## Assignment
Every entry gets copied exactly. No images go into the copy.

= = =

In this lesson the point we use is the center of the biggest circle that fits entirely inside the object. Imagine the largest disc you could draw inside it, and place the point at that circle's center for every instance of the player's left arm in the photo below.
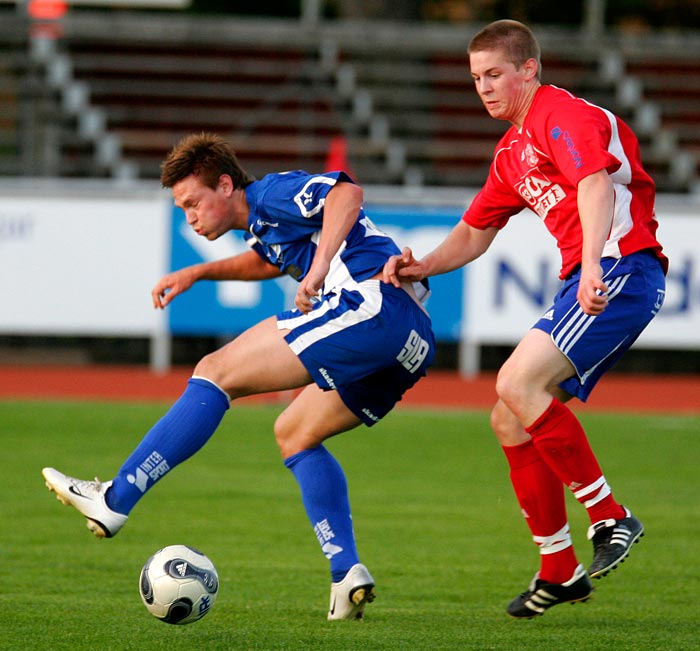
(596, 201)
(341, 208)
(244, 266)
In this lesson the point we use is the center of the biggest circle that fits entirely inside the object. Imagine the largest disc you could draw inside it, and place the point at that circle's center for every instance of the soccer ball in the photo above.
(178, 584)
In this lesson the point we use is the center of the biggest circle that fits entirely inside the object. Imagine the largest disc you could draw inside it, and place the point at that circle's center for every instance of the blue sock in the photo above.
(324, 492)
(184, 429)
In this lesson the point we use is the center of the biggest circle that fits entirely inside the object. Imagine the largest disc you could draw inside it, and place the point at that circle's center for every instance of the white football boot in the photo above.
(88, 497)
(349, 596)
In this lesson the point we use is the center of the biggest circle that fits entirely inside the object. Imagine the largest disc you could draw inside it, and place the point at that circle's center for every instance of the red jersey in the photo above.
(564, 139)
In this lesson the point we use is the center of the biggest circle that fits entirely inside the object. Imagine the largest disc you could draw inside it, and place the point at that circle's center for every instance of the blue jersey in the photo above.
(284, 225)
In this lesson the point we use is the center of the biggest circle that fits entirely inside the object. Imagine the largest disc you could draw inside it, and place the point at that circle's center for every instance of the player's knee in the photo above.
(286, 435)
(506, 426)
(212, 368)
(506, 388)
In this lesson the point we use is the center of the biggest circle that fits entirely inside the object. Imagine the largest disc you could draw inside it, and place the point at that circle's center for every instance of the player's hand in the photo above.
(592, 294)
(309, 288)
(169, 286)
(402, 268)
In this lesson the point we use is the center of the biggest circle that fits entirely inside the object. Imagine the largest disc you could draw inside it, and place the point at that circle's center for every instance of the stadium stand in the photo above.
(119, 89)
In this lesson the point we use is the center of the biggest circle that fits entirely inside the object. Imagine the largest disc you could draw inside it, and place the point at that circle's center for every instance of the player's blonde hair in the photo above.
(207, 156)
(512, 37)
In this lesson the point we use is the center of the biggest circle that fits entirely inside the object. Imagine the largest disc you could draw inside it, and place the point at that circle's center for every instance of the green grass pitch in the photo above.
(435, 519)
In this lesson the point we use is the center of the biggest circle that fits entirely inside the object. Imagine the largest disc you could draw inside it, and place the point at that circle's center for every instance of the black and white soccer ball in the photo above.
(178, 584)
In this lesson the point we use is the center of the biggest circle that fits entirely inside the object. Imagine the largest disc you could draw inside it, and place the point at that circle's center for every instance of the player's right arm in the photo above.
(464, 244)
(245, 266)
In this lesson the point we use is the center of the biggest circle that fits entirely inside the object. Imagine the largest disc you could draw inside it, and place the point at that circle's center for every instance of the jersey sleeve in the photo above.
(300, 197)
(578, 136)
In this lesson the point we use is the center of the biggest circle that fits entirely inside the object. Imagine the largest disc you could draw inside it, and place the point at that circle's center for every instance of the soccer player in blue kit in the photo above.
(356, 344)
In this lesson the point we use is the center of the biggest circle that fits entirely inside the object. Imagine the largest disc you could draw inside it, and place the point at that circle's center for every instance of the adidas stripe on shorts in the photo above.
(636, 290)
(371, 343)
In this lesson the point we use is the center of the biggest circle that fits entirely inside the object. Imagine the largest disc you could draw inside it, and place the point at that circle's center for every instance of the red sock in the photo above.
(562, 443)
(541, 498)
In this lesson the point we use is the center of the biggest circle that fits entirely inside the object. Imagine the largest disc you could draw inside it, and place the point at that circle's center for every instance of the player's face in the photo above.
(207, 211)
(505, 90)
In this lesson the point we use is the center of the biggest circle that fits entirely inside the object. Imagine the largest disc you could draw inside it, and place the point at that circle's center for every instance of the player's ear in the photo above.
(531, 68)
(226, 184)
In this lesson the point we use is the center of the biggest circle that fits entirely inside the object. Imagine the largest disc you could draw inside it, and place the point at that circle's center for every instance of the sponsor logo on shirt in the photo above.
(557, 133)
(540, 193)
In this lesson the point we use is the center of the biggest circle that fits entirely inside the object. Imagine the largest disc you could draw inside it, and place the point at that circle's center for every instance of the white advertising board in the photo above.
(513, 283)
(72, 265)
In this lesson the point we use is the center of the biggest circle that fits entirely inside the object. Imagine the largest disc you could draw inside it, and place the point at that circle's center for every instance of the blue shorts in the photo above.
(370, 344)
(636, 291)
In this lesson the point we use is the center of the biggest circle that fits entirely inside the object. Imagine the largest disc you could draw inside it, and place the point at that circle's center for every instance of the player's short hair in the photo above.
(207, 156)
(512, 37)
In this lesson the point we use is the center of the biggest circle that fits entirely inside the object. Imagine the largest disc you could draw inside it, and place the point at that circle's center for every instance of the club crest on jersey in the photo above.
(540, 193)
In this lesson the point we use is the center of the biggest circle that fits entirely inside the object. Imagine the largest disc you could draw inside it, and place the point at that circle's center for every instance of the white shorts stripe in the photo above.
(370, 307)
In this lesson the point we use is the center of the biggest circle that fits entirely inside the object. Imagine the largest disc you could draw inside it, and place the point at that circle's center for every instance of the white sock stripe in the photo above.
(582, 492)
(555, 548)
(214, 384)
(554, 543)
(602, 494)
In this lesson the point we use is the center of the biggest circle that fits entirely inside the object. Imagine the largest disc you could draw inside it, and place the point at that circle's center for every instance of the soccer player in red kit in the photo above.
(578, 167)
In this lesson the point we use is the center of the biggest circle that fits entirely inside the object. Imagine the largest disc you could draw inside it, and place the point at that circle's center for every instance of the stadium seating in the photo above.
(120, 89)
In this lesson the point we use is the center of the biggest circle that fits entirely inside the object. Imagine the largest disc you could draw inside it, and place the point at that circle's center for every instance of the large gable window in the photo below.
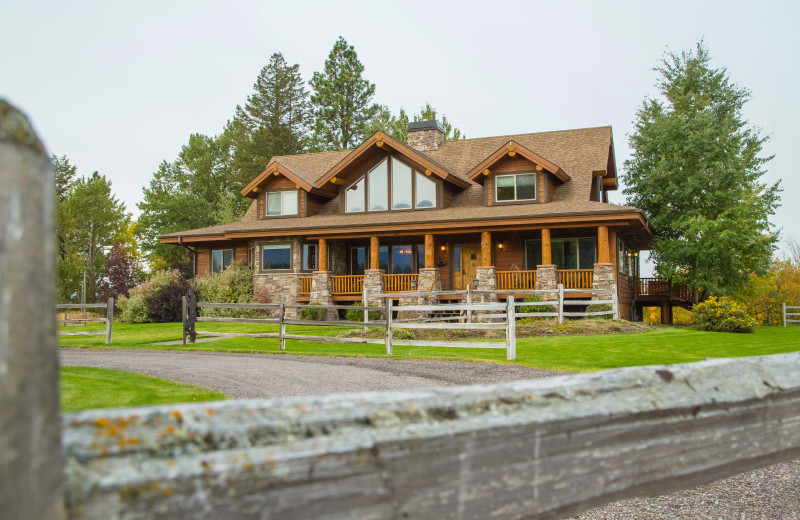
(281, 203)
(517, 187)
(393, 185)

= = =

## Output for this task
In this lesson the point we use is the center of the biggest circle that fits entirely inside the object. Imagine the largest disc you could draw inside it, and place the point at that circle's center for every instance of the player's left arm in the photo below.
(596, 201)
(341, 208)
(244, 266)
In this lesson the point we use is the center of the biggest circle that fits entirely inside the object. Imagine the largest disc you could draw inside it, and place the point at that circle's center for every instance of the soccer ball in the photo above.
(178, 584)
In this lesson the point we use is the center of the biggest circle that fits entirely inside the object. Imagine the largest disc you could draw inside it, and place the point at that circle's center for every instance of the blue sock in the photo above.
(324, 492)
(184, 429)
In this lesson the point we use is the center of the biggest circle that fits entirely inside the object. Imagine the largest disc you could draw inside it, and place the point at that circle's center for every instance of the white football boot in the photo above.
(88, 497)
(349, 596)
In this lesson the point we use is the center of the biggest circle that fits entirely inside the object. Imagine the largest disc you could draw inside it, and place the point at that circle's center for every instance of the red jersey in the photo above.
(564, 139)
In this lesson the point we use is the center of the biggest circle that fits entirely inside the object. Imagine the largest disc you could draw inside it, and place the point at that circle's center for every instance of the blue jersey in the photo above.
(284, 225)
In this lesson the point we use is the center of the biggest circle that fits entirely inside the object. Imagine the largest disc you could draw inside it, and place the point at that circle's center for every instance of the player's knee in the photo above.
(286, 435)
(506, 426)
(212, 368)
(506, 388)
In this lesson the point we use is the center of the biggest circle that fits entirely inside the object. Imagine the largest disc you could draw inside it, and place the point at that circle's center for every instance of the player's hand in the photo above.
(592, 294)
(309, 288)
(169, 286)
(402, 268)
In this lesson the point we use is the center of the biggest circle that fits entirely inside the object. Imagine the largest disc you could draw inside it, and place the point at that circle's center for every instance of the stadium stand in the photo above.
(119, 89)
In this lesson the point we use is the center of the biggest circle that fits entirely inside the object. Imagine the largest disc you could draw inside it, and place the point at that circle's center for every instance of the player's blonde hair in the photo above.
(207, 156)
(512, 37)
In this lesson the point we use is the center of the biggest circle that fits entirely inside the object. Imagine the largest disc you could draw inside it, and place the point at that circle's center for every instance of the green grass pitch in the photo above.
(435, 519)
In this lesson the point we use is the center of the biggest circle that fits entirely inside the object. Imagine the largest disc you could draw inside it, and place the point at that circle's center for every instance of the black and white soccer ball in the photo above.
(178, 584)
In this lesson the point we use is the center of the biggest circle that fits entirely inside the object. Imagine the largest disc you could draw inside it, and place the point at that circle's center for every instance of the player's right arm in the photo above.
(464, 244)
(245, 266)
In this lesson the point we use is the center of the biggest circle that fits entirely inside the object. Imagine the largest disc you could draw inside it, and place the point at that circle's center for every instance of the jersey sleeve in the photo above.
(300, 197)
(578, 136)
In this lesson the point we use is the center of the biggest circle that fits entirely inside the object. Imagine the largest disc you could draw inside it, and place the point at that circle's center for every instance of the soccer player in blue kit in the photo above.
(356, 344)
In this lesson the point we use is the center of the biggest circle that fits entirely inside the object. Imagine the largest disc you could draw inside it, and place the point at that circle's center for every instance of the adidas stripe on shorts in the photo above.
(636, 290)
(371, 343)
In this lesson the point we use is the center of the biggest circle that fits entirely inside the object. Imagine the largest disc you could draw inside it, and place the point at that circle's center for every instance of the red sock in the photo above.
(562, 443)
(541, 498)
In this lesson the point we use is the center of the biggest circle that fits entirely inside the object. Imagine the largest disc you could draw inside it, and place the point at that circle's center for every instance of the player's face in the photo above.
(207, 211)
(505, 90)
In this lesson the point we use is the center of the biggest circle that fits entirely inside the object. Imagine the largest disc you could draw inside it, and place the point at that circle's center for every instance of the player's ear in the photo above.
(531, 68)
(226, 184)
In this lesson the point we use is the center of the biggest circle that fits entirely inside the object. Imagine the largest disc you could draw inside it, and place the point at that circle's center for every instance of the sponsor logo on shirt in the photo above.
(557, 133)
(540, 193)
In this lesson the point we use is the center of the biggest circle that fits entirely inside the object. Imagine the largest disc you could draw inside it, and place the point at that circle's center for every instance of the white advertising board in the photo above.
(513, 283)
(72, 265)
In this lesson the point we use is the center of the biggest circle that fits entirely inside the object. Imagine the largest disc you could draw inside it, and place the point at that circle's center for every instance of the blue shorts in the photo above.
(370, 344)
(636, 291)
In this lesson the point we use is the center of the biggest circle that fits entirely inside the object. Imagine the largest disc you could draw inside it, and place the point at that circle's center for every instance of the player's short hair in the photo above.
(207, 156)
(512, 37)
In this lesson the point we use is the center of the biggest circle that fits entirely inside the object. Imagine the largest disc you could draw inside it, and place the point at that circle's center for every instance of the club crest on jersey in the photo above.
(540, 193)
In this lesson the point we use is the center of the biggest circle that fits entirely inside the object. Imagine the largest disc you could draw inside it, and place the point at that circle's center for every instance of the white shorts stripe in the photo above.
(370, 307)
In this lesson the point we use is the center of the biggest circle that fits entirely inside the object. Imagine the largest disc you could draw inside it, and place the point at that circle's center for every instance of the white sock stripe in the photo above.
(582, 492)
(555, 548)
(214, 384)
(554, 543)
(602, 494)
In this lesson the point we use is the center of the biggest circle that fits entirely inside the object. Imagine the largest disc you could draw inside it, and place the point at that circle's center for every instance of the soccer player in red kit in the photo above.
(578, 167)
In this lesson the point we use is the center of the biggest circle that fits entirely inside the object. Imagine the largest disc you could draw inside it, and place the point at that circle's center for every instance of the stadium seating in the photo above.
(120, 89)
In this lesson the point we use is the center of the biggest circle that fits entirely inside the object. Imagine the largest disc you could draw inside it, and place the point at that circle's center for every instance of the large gable window in the photo below.
(281, 203)
(517, 187)
(393, 185)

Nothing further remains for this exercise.